Report every line of the entries that contains the word "background", copying each such line in full.
====== DATA FOR PROCESSING
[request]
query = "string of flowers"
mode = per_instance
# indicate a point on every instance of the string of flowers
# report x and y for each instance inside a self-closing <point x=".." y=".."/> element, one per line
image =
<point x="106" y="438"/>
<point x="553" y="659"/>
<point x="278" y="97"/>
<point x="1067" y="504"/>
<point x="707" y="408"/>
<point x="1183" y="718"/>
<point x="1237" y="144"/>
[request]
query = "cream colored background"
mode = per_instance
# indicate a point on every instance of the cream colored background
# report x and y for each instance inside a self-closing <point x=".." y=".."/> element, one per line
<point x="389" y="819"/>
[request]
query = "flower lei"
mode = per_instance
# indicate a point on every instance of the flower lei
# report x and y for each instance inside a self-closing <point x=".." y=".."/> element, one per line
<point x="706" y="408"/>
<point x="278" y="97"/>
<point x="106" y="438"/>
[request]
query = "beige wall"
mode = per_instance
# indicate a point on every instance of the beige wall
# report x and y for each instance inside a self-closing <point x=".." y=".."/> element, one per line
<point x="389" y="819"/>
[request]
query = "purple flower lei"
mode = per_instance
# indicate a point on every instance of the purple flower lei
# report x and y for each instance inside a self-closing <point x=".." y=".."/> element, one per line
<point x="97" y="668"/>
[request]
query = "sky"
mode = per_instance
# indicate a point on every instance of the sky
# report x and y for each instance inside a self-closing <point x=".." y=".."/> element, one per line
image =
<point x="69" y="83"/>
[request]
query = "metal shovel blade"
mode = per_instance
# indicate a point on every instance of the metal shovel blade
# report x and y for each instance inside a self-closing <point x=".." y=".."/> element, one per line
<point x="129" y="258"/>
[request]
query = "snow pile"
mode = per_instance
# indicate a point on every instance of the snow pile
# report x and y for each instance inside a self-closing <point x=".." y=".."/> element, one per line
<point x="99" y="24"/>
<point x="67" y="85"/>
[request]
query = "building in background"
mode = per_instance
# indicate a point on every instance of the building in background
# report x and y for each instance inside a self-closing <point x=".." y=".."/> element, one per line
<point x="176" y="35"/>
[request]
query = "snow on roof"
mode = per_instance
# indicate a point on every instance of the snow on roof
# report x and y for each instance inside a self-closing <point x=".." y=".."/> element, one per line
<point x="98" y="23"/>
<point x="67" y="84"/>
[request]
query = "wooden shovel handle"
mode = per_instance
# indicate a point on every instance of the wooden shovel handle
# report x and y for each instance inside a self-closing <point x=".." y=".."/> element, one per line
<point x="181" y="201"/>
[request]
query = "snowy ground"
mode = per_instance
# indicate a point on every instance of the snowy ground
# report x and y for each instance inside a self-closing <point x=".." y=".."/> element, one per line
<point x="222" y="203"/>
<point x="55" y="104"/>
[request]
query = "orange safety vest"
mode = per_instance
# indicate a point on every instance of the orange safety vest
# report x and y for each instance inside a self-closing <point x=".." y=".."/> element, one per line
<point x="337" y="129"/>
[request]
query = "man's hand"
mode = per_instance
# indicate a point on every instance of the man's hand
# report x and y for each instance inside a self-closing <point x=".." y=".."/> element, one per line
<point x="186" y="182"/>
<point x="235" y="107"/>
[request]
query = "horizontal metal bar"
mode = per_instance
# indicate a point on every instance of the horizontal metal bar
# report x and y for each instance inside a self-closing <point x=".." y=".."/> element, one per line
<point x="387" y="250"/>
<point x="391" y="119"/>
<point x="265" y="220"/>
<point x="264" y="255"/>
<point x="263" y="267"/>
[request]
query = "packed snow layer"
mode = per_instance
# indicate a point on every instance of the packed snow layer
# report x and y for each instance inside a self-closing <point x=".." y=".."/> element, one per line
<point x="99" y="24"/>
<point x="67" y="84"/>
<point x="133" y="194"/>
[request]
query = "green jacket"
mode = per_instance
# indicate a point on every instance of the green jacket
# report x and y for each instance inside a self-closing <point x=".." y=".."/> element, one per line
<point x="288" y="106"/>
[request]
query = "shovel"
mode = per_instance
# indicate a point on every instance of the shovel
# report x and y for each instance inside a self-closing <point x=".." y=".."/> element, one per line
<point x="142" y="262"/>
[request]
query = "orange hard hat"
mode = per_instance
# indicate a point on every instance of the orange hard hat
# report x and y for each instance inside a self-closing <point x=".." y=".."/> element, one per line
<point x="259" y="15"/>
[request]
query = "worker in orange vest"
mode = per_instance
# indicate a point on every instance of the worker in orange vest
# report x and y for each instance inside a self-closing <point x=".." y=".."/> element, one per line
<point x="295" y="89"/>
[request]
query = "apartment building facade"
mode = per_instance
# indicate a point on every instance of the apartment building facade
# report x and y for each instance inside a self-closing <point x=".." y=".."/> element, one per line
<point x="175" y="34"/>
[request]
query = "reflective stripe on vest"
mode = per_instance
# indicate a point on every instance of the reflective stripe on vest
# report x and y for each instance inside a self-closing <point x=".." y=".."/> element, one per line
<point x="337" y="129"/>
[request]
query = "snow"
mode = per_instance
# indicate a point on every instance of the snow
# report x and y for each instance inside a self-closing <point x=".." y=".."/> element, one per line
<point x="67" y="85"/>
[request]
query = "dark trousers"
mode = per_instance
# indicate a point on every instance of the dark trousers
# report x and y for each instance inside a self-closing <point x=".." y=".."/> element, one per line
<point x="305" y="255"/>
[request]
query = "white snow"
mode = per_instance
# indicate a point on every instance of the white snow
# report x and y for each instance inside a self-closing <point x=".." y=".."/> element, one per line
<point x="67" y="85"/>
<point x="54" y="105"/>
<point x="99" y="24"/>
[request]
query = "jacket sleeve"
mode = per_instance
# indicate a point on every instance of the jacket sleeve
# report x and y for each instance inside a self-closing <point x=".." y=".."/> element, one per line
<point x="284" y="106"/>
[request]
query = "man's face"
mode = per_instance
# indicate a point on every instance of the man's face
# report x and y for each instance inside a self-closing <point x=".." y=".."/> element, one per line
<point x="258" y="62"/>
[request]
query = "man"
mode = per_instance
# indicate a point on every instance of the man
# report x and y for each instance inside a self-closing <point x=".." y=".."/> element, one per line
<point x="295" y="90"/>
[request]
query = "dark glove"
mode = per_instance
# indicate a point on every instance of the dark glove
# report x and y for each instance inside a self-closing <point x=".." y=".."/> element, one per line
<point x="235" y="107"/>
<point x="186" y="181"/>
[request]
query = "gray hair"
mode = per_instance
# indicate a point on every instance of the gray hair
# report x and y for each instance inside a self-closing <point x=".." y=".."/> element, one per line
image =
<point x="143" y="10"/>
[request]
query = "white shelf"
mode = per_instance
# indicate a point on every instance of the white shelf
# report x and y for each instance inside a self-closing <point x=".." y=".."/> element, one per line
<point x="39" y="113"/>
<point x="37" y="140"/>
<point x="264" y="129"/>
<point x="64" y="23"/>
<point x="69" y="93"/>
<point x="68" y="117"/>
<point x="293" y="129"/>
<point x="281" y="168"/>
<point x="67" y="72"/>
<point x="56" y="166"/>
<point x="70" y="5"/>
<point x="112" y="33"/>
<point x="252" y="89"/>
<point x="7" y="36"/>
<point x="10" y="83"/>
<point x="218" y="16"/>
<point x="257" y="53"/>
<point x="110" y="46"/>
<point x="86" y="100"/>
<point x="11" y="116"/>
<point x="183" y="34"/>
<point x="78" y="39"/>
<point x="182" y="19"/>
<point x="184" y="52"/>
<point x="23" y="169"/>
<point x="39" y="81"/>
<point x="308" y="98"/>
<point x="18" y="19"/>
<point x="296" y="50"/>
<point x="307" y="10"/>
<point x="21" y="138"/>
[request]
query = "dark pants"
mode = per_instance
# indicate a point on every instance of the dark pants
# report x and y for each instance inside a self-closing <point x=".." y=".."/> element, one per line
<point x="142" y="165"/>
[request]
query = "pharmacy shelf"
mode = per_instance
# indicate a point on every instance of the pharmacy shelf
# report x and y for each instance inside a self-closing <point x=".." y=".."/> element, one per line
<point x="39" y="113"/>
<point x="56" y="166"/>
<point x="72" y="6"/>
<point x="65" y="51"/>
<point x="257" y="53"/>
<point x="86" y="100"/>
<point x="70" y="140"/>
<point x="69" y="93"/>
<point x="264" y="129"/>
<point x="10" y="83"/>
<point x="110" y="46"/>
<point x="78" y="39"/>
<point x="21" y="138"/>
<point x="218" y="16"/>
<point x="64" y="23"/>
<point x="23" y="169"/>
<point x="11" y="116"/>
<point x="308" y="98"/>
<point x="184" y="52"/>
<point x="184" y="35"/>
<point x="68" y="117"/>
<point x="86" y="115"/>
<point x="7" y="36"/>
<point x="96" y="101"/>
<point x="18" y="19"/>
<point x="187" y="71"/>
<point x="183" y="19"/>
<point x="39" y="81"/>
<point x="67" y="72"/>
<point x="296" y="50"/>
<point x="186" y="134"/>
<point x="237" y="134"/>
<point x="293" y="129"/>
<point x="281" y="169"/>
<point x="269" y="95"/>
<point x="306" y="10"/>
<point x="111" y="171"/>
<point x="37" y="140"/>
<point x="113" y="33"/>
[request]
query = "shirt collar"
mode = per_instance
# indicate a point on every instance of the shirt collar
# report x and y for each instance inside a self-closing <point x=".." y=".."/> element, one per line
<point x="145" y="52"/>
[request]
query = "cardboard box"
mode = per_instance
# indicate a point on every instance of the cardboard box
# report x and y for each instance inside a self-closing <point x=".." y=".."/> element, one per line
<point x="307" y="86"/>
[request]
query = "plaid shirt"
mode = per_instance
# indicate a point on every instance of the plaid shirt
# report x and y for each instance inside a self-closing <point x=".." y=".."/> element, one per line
============
### OUTPUT OF THE EXERCISE
query = "cream colored background"
# indicate a point on every instance of the cream colored background
query = "building in background"
# indicate a point on every instance of the building in background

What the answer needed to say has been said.